---------- Excerpt provided ----------
I disagree, I think [0] from Dmitry Vyukov is one way to implement
lock-free BPF_MAP_TYPE_QUEUE. I don't know how easy it would be to
implement overwriting support, but it would be worth considering.

  [0] https://www.1024cores.net/home/lock-free-algorithms/queues/bounded-mpmc-queue



> a lockless buffer like relay fits better to our case. So I will try it :)
>
> >>
> >> [1]
> >> https://github.com/torvalds/linux/blob/master/Documentation/filesystems/relay.rst
> >>
> >>>> Alan
> >>>>
> >>>> [1]
> >>>> https://lore.kernel.org/lkml/20220906195656.33021-2-flaniel@linux.microsoft.com/

^ permalink raw reply	[flat|nested] 17+ messages in thread

* Re: Question about bpf perfbuf/ringbuf: pinned in backend with overwriting
  2023-12-15 22:39           ` Andrii Nakryiko
@ 2023-12-16  8:50             ` Dmitry Vyukov
  2023-12-18 12:58               ` Philo Lu
  2023-12-19 19:25               ` Andrii Nakryiko
  0 siblings, 2 replies; 17+ messages in thread
From: Dmitry Vyukov @ 2023-12-16  8:50 UTC (permalink / raw)
----------
_Aim_. Continue the mailing-list thread about BPF perfbuf and ringbuf overwriting from the point at which it stops.
---------- Material shown ----------
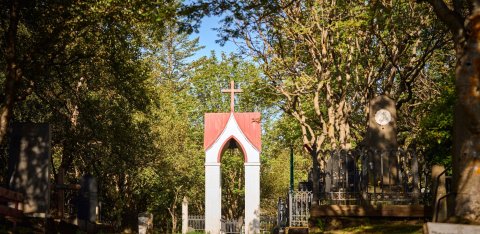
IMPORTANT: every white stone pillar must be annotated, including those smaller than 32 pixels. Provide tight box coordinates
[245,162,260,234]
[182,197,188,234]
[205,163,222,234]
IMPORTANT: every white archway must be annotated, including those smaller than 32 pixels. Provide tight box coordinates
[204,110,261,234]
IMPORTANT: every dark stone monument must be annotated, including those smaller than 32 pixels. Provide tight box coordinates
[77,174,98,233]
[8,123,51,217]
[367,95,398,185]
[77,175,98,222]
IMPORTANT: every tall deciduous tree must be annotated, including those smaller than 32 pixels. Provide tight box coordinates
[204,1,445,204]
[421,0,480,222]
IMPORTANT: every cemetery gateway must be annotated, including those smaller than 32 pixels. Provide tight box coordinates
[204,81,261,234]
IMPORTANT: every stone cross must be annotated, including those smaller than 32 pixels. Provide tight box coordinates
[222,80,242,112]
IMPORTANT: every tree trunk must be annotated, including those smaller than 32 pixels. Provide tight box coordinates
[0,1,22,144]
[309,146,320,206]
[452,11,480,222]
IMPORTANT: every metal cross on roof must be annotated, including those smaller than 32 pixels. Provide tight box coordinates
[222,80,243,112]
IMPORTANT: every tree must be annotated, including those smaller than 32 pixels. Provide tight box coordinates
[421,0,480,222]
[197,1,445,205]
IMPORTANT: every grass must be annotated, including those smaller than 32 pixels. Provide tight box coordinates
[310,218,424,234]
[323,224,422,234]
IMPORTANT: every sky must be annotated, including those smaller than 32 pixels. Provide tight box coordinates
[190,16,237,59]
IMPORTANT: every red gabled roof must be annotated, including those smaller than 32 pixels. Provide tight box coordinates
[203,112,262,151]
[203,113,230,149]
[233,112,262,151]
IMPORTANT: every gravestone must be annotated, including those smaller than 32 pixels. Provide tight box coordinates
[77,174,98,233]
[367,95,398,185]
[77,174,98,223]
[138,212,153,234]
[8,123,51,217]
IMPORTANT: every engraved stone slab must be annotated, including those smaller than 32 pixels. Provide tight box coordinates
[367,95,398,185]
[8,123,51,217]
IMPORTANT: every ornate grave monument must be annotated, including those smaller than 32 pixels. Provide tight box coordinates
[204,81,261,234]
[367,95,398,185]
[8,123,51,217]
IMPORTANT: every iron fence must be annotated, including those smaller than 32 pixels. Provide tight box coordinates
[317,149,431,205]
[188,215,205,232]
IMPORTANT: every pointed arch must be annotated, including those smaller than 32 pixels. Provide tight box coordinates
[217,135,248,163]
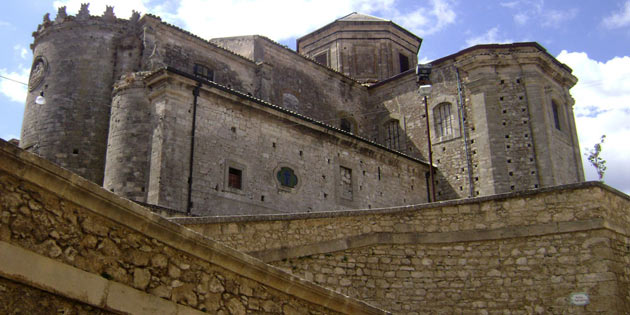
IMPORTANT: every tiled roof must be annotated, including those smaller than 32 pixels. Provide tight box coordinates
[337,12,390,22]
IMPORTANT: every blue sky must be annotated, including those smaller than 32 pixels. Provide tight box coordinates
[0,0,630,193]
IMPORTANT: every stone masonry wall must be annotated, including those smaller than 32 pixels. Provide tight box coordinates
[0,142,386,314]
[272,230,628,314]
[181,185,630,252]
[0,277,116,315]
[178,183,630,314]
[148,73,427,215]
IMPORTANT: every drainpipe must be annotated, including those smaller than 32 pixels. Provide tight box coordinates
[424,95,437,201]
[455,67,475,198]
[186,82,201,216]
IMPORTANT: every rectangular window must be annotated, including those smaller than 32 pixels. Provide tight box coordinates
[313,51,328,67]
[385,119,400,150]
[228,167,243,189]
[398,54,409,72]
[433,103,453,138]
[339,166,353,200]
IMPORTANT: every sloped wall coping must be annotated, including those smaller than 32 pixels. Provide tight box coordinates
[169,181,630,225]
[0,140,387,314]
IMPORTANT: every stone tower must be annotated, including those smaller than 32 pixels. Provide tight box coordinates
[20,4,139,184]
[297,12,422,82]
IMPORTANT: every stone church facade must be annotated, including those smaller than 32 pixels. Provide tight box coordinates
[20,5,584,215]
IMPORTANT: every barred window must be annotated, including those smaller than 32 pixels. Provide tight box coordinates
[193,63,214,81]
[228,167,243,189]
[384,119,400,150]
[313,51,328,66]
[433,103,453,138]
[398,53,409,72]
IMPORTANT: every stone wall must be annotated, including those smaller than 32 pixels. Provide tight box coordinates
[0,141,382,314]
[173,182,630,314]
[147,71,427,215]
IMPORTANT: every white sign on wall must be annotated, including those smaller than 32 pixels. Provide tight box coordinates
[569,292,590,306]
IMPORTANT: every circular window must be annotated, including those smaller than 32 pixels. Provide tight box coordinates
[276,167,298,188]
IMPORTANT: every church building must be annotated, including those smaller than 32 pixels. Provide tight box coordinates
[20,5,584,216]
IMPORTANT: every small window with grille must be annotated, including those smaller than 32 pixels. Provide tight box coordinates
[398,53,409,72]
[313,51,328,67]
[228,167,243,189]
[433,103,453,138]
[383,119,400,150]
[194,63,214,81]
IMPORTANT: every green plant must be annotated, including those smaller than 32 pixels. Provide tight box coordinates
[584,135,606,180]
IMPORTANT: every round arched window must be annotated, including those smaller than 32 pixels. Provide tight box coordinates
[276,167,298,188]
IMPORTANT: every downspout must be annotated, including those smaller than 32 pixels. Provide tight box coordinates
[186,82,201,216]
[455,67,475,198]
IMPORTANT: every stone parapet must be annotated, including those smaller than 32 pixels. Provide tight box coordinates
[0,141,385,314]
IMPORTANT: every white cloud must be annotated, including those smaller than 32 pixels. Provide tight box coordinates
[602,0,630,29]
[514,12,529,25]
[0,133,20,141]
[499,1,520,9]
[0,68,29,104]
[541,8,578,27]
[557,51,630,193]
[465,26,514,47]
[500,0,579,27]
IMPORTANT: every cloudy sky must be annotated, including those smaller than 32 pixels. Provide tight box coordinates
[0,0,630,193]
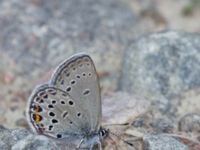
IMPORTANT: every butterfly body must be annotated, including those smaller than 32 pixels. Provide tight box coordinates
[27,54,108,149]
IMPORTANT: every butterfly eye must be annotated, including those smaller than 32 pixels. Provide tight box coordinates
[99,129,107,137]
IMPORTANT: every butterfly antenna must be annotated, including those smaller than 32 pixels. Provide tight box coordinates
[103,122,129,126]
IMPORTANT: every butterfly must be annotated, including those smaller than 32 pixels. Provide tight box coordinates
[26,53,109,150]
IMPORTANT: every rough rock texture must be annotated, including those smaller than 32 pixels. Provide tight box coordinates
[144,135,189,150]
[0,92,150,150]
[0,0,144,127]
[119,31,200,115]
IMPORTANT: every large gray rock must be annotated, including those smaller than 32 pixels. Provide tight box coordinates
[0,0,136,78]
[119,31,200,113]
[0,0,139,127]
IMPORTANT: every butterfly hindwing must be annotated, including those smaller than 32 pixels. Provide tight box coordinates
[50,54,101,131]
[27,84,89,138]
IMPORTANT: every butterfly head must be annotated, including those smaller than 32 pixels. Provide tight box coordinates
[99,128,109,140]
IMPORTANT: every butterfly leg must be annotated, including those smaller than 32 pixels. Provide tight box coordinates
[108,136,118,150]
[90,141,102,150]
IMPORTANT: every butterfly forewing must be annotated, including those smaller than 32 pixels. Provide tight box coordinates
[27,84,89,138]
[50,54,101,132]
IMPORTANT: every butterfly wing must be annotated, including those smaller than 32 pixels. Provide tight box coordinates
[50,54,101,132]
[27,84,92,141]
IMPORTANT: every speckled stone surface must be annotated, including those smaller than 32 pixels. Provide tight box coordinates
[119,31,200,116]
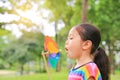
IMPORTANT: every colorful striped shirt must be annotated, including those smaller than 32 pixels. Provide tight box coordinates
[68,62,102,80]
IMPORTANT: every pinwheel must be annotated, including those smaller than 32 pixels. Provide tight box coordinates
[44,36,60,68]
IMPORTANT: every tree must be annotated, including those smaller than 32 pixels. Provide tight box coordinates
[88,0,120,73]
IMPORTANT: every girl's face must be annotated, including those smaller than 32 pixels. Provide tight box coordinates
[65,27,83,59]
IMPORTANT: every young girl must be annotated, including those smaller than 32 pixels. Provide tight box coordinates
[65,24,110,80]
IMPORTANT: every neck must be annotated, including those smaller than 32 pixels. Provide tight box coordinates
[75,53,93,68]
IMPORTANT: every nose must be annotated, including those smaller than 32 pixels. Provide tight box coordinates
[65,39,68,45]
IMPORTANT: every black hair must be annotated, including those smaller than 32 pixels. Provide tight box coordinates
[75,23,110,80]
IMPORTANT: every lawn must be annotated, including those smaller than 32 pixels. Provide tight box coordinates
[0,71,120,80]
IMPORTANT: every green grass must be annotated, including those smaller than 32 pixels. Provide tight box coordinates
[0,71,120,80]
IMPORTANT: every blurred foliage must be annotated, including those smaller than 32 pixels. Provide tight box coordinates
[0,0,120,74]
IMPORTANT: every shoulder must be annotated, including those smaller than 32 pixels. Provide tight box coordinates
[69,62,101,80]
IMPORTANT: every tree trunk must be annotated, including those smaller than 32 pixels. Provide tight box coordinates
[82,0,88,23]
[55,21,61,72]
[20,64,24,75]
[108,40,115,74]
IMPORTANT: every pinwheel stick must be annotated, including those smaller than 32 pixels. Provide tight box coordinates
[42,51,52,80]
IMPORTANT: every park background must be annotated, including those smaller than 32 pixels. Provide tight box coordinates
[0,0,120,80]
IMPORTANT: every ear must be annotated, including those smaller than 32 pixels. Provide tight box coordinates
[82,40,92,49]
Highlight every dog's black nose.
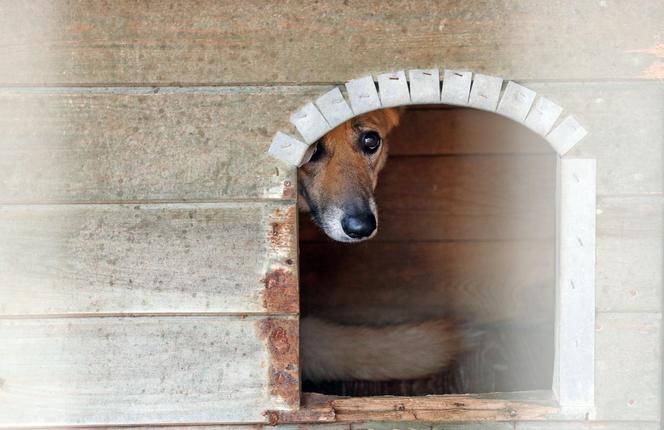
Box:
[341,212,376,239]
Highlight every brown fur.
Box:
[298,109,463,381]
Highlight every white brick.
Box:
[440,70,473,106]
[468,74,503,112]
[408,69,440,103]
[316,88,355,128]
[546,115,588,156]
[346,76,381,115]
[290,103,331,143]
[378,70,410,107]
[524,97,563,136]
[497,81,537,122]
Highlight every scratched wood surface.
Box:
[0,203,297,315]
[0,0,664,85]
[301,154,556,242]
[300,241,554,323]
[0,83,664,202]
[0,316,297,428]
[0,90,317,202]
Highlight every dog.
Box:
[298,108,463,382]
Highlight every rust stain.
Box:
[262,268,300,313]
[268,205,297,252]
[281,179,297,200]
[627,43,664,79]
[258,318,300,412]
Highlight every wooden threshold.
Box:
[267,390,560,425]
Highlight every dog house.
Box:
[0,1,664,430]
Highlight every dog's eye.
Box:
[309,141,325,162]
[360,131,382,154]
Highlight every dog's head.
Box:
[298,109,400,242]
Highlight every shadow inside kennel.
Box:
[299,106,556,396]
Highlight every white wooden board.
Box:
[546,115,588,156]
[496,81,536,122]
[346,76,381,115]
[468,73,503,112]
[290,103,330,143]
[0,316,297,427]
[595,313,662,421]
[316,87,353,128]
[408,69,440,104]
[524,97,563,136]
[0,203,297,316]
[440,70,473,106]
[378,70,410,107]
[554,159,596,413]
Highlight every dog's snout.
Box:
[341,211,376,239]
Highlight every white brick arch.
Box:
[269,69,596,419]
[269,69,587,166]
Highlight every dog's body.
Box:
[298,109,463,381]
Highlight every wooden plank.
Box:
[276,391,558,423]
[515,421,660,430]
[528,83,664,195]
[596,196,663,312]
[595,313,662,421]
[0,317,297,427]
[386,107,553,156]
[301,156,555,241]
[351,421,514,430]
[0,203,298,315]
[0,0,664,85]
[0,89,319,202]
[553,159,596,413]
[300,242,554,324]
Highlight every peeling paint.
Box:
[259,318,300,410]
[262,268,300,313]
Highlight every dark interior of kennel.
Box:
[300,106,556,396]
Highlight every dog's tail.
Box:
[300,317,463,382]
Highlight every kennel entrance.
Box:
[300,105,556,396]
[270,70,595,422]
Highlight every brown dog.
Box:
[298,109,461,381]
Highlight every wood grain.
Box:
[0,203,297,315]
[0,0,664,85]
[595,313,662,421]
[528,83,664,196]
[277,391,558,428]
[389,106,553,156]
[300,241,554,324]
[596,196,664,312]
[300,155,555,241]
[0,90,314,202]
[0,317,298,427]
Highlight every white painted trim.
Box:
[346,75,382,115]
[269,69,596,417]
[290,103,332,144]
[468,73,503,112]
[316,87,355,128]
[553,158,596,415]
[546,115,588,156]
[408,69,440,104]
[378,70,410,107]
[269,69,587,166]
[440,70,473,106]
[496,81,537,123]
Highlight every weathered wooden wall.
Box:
----------
_Reply_.
  To: Andrii Nakryiko
  Cc: Philo Lu, bpf, song, andrii, ast, Daniel Borkmann, xuanzhuo,
	dust.li, guwen, alibuda, hengqi, Nathan Slingerland, rihams,
	Alan Maguire

On Fri, 15 Dec 2023 at 23:39, Andrii Nakryiko <andrii.nakryiko@gmail.com> wrote:
> > On 2023/12/14 07:35, Andrii Nakryiko wrote:
> > > On Mon, Dec 11, 2023 at 4:39 AM Philo Lu <lulie@linux.alibaba.com> wrote:
> > >>
> > >>
> > >>
> > >> On 2023/12/9 06:32, Andrii Nakryiko wrote:
> > >>> On Thu, Dec 7, 2023 at 6:49 AM Alan Maguire <alan.maguire@oracle.com> wrote:
> > >>>>
> > >>>> On 07/12/2023 13:15, Philo Lu wrote:
> > >>>>> Hi all. I have a question when using perfbuf/ringbuf in bpf. I will
> > >>>>> appreciate it if you give me any advice.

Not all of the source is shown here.